> **Extrait**:
Le Mitsubishi G4M Betty fut le fer de lance de l'aviation de bombardement nippone durant la Seconde Guerre Mondiale. Officiellement nommé "Bombardier d'Attaque Type 1 de la Marine", surnommé "Hamaki", cigare, par les Japonais à cause de la forme de son fuselage, et "Briquet Volant" par les Alliés pour sa tendance regrettable à se transformer en torche, le Betty était un bimoteur rapide de bombardement ou de torpillage basé à terre, à long rayon d'action et à l'armement défensif puissant. Il participa, dès 1941, à la plupart des batailles de la Guerre du Pacifique contre les aéronavales Alliées, particulièrement dans la lutte anti-navires. Son efficacité, redoutable au début du conflit, décroira progressivement avec l'augmentation de la supériorité aérienne alliée.

> **Données enregistrées**:

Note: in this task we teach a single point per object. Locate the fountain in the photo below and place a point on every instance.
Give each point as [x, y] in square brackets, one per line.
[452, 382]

> **Liste des tâches**:
a - Reproduisez fidèlement la partie de l'extrait sur le Mitsubishi G4M Betty qui s'ouvre sur les mots contenant « Le Mitsubishi G4M » et se referme sur « supériorité aérienne alliée. ».
b - Selon l'extrait sur le Mitsubishi G4M Betty, pour quelle raison les Alliés avaient-ils surnommé cet appareil « Briquet Volant » ? Répondez en une à trois phrases.
c - Indiquez si chacune des affirmations suivantes est conforme à l'extrait sur le Mitsubishi G4M Betty : (i) le Betty était un quadrimoteur ; (ii) il participa, dès 1941, à la plupart des batailles de la Guerre du Pacifique ; (iii) les Japonais le surnommaient « Hamaki » en raison de la forme de son fuselage. Répondez par oui ou par non, puis citez mot pour mot le passage décisif.
Veuillez vous fonder exclusivement sur l'extrait.

> **Résultats obtenus**:
a -
Le Mitsubishi G4M Betty fut le fer de lance de l'aviation de bombardement nippone durant la Seconde Guerre Mondiale. Officiellement nommé "Bombardier d'Attaque Type 1 de la Marine", surnommé "Hamaki", cigare, par les Japonais à cause de la forme de son fuselage, et "Briquet Volant" par les Alliés pour sa tendance regrettable à se transformer en torche, le Betty était un bimoteur rapide de bombardement ou de torpillage basé à terre, à long rayon d'action et à l'armement défensif puissant. Il participa, dès 1941, à la plupart des batailles de la Guerre du Pacifique contre les aéronavales Alliées, particulièrement dans la lutte anti-navires. Son efficacité, redoutable au début du conflit, décroira progressivement avec l'augmentation de la supériorité aérienne alliée.

b - Les Alliés l'avaient surnommé ainsi à cause de sa tendance regrettable à se transformer en torche.

c -
(i) Non : « un bimoteur rapide de bombardement ou de torpillage basé à terre ».
(ii) Oui : « Il participa, dès 1941, à la plupart des batailles de la Guerre du Pacifique ».
(iii) Oui : « surnommé "Hamaki", cigare, par les Japonais à cause de la forme de son fuselage ».